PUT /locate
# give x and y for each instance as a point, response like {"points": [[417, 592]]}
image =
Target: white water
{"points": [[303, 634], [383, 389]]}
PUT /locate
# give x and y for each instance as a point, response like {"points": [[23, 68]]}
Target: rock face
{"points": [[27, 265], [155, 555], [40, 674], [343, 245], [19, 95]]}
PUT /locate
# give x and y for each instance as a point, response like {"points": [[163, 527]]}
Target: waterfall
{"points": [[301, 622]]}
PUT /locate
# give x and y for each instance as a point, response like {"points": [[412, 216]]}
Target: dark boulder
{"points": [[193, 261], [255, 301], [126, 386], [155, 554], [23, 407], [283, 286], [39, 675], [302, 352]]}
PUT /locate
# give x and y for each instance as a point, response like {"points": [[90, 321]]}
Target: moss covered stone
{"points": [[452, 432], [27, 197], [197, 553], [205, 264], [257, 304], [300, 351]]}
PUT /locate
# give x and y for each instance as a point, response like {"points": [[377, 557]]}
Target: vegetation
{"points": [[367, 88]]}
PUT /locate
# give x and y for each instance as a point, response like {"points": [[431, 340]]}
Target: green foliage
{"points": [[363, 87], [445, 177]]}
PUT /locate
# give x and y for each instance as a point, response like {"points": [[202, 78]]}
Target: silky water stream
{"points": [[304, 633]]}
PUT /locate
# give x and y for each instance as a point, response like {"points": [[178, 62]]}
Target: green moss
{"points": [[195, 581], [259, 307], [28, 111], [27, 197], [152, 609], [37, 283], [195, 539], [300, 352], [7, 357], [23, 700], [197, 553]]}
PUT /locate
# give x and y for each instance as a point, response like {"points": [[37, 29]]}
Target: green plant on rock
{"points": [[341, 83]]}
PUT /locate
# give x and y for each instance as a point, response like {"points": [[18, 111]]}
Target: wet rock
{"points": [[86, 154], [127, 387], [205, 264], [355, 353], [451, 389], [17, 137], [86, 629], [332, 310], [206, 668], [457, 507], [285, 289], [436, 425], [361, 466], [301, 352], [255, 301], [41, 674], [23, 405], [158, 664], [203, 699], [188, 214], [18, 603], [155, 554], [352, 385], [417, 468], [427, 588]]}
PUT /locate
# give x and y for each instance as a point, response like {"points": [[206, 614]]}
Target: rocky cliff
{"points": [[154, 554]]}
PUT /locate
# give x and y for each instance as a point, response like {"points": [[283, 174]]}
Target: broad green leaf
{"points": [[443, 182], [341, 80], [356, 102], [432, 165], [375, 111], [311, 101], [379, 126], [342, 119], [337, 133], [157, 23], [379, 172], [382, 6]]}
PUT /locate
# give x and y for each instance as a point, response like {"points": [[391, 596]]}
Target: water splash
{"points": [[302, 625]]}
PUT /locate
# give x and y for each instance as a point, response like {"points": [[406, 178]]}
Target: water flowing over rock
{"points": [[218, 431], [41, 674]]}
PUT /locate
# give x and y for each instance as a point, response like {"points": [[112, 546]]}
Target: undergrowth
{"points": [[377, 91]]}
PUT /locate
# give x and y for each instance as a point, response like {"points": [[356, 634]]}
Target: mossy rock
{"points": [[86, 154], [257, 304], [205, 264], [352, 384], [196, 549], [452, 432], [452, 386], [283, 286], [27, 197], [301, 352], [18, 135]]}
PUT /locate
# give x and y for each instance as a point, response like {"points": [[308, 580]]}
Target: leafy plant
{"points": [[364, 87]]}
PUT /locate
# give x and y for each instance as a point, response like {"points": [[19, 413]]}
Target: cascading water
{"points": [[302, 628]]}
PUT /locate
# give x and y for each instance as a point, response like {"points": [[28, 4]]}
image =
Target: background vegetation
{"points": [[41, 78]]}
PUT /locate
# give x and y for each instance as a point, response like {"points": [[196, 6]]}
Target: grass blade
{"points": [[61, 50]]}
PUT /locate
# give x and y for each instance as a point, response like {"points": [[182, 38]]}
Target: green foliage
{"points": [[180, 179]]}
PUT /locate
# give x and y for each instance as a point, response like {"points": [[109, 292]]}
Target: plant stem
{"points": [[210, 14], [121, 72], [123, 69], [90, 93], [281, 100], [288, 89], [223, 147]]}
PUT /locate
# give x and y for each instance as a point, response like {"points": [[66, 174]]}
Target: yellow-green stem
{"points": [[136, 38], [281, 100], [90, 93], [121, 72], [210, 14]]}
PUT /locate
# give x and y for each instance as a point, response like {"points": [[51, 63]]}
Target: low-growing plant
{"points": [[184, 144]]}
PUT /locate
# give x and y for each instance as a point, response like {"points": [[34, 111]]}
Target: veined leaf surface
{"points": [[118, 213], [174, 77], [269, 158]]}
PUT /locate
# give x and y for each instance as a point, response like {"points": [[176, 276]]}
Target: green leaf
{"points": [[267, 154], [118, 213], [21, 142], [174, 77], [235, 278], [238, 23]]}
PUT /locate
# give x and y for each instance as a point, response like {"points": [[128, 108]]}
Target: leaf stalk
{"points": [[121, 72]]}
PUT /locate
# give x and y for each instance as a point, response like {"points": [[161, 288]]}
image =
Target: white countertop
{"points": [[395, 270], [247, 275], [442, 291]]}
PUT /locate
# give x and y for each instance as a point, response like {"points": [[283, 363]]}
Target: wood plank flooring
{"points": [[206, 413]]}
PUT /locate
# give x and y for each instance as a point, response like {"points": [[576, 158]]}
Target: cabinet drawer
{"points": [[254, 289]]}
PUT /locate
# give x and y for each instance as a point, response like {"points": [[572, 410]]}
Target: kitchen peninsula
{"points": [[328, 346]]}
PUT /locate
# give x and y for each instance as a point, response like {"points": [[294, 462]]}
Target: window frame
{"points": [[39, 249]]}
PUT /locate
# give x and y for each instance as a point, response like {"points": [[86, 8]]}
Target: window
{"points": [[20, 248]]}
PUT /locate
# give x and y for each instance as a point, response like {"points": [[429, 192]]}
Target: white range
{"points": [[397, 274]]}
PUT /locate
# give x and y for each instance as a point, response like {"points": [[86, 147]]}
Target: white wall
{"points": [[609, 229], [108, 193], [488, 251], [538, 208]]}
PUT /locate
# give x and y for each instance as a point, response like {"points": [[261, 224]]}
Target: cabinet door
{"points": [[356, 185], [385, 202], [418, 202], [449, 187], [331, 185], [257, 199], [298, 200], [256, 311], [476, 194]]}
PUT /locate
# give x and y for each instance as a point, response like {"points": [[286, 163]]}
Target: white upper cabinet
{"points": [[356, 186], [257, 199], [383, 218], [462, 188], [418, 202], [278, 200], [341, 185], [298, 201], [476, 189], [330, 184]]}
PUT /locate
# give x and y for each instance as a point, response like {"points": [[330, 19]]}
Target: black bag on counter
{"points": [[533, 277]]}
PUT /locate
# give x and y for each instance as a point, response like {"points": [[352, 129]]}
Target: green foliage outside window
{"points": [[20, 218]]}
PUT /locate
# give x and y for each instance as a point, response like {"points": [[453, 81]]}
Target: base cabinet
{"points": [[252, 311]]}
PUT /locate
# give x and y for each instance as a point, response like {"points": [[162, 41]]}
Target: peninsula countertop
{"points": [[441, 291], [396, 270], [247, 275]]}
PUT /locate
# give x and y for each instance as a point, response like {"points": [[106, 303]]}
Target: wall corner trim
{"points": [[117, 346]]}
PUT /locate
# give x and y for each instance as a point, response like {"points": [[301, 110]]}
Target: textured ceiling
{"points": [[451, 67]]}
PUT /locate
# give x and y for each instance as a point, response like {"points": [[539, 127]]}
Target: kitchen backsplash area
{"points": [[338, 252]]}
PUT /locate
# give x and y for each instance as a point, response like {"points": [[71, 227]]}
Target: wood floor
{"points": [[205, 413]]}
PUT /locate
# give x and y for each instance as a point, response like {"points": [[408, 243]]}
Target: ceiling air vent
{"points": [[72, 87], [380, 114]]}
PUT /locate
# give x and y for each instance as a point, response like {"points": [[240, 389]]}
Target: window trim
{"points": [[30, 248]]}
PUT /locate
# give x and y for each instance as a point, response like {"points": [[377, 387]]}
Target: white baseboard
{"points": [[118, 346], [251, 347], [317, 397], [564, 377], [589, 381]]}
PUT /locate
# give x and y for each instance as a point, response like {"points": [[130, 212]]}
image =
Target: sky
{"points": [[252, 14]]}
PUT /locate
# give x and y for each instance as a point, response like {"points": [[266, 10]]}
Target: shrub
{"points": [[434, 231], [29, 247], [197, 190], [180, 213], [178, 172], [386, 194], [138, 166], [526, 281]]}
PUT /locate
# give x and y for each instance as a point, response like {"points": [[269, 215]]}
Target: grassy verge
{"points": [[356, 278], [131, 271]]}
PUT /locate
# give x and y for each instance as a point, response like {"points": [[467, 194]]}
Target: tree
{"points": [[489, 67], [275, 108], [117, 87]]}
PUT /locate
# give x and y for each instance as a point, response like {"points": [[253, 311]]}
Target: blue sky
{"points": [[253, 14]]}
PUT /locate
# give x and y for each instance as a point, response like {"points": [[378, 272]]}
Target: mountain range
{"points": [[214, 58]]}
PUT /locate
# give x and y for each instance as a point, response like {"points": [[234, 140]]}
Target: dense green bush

### Problem description
Find and copy every line of the listing above that contains the string "vegetation". Matching is case-sensitive.

### Full response
Target: vegetation
Target: background vegetation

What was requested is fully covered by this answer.